**Zu erledigende Aufgaben**
(a) Welchen Entschädigungsbetrag pro Hafttag hielt das Landgericht laut dem Text über das Schmerzensgeldurteil für angemessen und ausreichend?
(b) Setze den Text über das Schmerzensgeldurteil des Landgerichts im Anschluss an seinen letzten Satz fort.

**Vorliegender Text**
Das Landgericht hat den Beklagten zur Zahlung von Schmerzensgeld an den Kläger in Höhe von 57.779,00 € gemäß §§ 823 Abs. 1, 847 BGB a. F. wegen grob pflichtwidriger Gutachtenerstattung des Beklagten verurteilt und die Klage im Übrigen abgewiesen. Es hat zunächst auf der Grundlage der Gutachten der Sachverständigen C und D festgestellt, dass das anthropologische Vergleichsgutachten des Beklagten vom 12.11.1992 fehlerhaft gewesen sei und sodann auch die erforderliche grobe Fahrlässigkeit des Beklagten bei der Gutachtenerstattung bejaht. Aufgrund seines fehlerhaften Gutachtens sei der Kläger zu einer langjährigen Freiheitsstrafe verurteilt worden. Von den verbüßten 2186 Tagen Haft sei die auf die im Wege der Gesamtstrafenbildung mitverurteilte Urkundenfälschung entfallende Freiheitsstrafe von 3 Jahren (1095 Tage) abzuziehen. Angemessen und ausreichend sei ein Entschädigungsbetrag von 75,00 € pro Tag. Wegen der Begründung im Einzelnen wird auf die Entscheidungsgründe des angefochtenen Urteils verwiesen.

Gegen dieses Urteil wenden sich beide Parteien mit ihren Berufungen, mit denen sie jeweils ihre erstinstanzlichen Anträge weiterverfolgen.

**Datenauszüge**
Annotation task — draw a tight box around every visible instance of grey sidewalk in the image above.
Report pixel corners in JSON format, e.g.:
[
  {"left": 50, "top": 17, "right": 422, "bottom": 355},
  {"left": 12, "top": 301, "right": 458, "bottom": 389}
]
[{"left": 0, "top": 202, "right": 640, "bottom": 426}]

**Antworten je Aufgabe**
(a) Das Landgericht hielt einen Entschädigungsbetrag von 75,00 € pro Tag für angemessen und ausreichend.

(b)
Der Kläger verteidigt das Urteil des Landgerichts hinsichtlich dessen Ausführungen zum Haftungsgrund, greift das Urteil aber wegen der Teilabweisung mit der Begründung an, das Landgericht habe zu Unrecht ein gegenüber seinem Antrag geringeres Schmerzensgeld zugesprochen. Die auf die Urkundenfälschung entfallende Haftzeit sei in der angegebenen Haftzeit von 2186 Tagen bereits herausgerechnet, die Höhe der Entschädigung pro Hafttag sei mit 75,00 € zu gering bemessen.

Der Kläger beantragt,

das angefochtene Urteil abzuändern und den Beklagten zu verurteilen, an ihn 311.259,21 EUR nebst 5 % Zinsen über dem Basiszinssatz seit 12.08.2002 zu zahlen.

Der Beklagte beantragt,

die Berufung des Klägers zurückzuweisen und in Abänderung des Urteils des Landgerichts Hanau die Klage abzuweisen.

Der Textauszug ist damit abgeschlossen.